Return every line of the records that contains the word "stone", where case counts.
* Start GIVEN ENTRIES *
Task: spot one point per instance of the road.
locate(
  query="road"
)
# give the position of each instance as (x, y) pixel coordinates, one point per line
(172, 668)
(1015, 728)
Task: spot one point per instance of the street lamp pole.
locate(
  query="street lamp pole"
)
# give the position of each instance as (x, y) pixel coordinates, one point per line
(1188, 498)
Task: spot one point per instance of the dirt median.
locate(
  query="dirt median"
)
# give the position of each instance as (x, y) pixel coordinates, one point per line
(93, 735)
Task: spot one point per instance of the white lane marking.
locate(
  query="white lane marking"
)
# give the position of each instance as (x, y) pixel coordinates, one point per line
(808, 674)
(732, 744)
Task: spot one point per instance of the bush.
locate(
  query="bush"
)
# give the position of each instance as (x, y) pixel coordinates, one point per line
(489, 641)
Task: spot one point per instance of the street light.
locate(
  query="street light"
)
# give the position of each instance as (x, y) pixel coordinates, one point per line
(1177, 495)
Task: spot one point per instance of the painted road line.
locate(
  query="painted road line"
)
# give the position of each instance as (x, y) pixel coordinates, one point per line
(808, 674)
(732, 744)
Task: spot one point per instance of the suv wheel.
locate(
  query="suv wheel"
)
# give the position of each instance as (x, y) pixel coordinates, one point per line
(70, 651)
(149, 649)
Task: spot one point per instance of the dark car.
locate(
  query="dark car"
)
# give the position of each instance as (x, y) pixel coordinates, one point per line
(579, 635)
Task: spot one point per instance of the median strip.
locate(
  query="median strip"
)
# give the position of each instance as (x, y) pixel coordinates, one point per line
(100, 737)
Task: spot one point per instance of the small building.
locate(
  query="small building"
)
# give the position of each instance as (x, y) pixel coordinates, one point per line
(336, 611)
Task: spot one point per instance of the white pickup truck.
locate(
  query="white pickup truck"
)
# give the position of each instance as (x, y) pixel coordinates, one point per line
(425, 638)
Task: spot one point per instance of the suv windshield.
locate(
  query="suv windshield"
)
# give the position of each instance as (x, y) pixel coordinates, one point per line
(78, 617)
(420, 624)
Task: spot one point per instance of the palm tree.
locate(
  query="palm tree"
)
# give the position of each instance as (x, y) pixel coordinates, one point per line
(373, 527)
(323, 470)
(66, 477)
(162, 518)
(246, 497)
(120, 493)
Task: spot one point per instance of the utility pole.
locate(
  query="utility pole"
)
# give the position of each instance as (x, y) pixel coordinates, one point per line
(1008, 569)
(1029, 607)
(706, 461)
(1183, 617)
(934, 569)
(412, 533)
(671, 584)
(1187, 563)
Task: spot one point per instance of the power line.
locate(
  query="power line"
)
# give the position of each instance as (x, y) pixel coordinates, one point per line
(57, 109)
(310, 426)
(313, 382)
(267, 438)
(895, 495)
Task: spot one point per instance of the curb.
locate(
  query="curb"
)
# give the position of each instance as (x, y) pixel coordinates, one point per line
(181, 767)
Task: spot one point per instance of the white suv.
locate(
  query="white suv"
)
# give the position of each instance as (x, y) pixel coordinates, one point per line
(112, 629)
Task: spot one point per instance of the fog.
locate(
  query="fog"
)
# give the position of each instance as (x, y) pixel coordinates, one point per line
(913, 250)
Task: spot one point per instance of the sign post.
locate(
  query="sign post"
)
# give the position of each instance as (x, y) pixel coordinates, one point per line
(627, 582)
* End GIVEN ENTRIES *
* Start GIVEN ENTRIES *
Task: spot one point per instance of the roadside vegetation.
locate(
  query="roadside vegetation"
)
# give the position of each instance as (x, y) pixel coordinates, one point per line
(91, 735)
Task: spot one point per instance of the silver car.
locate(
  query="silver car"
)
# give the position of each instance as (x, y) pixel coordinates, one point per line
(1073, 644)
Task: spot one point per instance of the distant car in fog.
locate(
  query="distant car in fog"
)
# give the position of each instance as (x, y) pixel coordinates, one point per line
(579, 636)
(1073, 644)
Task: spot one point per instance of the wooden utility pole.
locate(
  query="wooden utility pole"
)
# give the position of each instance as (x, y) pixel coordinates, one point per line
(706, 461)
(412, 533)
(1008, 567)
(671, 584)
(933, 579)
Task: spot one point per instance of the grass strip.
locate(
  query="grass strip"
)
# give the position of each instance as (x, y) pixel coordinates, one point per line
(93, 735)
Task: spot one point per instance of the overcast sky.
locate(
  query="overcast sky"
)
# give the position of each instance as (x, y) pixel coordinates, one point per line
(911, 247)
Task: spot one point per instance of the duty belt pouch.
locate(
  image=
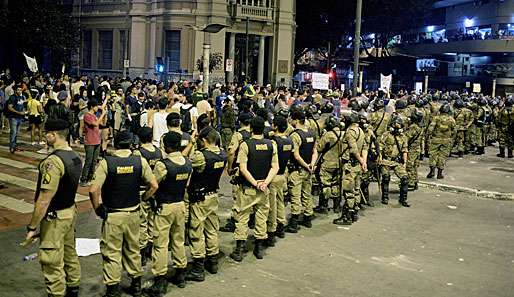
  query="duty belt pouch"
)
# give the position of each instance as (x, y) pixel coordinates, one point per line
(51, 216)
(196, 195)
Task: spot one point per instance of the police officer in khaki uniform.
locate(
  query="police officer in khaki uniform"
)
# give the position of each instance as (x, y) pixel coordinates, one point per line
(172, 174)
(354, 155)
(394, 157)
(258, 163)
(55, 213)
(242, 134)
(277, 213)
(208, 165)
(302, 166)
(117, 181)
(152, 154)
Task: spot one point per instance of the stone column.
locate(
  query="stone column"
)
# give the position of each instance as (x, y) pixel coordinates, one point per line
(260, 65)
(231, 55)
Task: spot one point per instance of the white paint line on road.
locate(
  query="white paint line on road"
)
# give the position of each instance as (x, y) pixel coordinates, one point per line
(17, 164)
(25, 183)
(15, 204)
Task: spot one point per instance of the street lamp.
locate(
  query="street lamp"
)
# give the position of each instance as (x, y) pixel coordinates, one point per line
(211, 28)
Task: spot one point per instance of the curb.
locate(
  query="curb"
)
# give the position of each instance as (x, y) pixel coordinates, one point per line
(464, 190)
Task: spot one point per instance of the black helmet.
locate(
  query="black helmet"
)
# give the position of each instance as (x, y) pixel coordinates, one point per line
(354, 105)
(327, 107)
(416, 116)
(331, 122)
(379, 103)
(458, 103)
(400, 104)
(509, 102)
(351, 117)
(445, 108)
* End GIVEN ENTRIES *
* Start GIVEN ENTRIES *
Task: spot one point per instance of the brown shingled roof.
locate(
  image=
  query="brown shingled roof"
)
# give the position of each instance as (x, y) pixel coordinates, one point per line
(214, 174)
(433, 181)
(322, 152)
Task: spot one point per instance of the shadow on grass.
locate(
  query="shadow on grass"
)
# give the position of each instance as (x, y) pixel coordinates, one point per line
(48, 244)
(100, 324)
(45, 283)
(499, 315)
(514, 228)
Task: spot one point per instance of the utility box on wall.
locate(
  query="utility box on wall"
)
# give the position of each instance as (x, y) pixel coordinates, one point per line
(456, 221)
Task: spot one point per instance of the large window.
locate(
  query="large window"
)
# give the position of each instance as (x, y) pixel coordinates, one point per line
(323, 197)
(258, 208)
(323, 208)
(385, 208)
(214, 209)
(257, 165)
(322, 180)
* End GIVEN ENTRIES *
*TASK RESULT*.
Task: spot one point per instance of the stone column.
  query="stone column"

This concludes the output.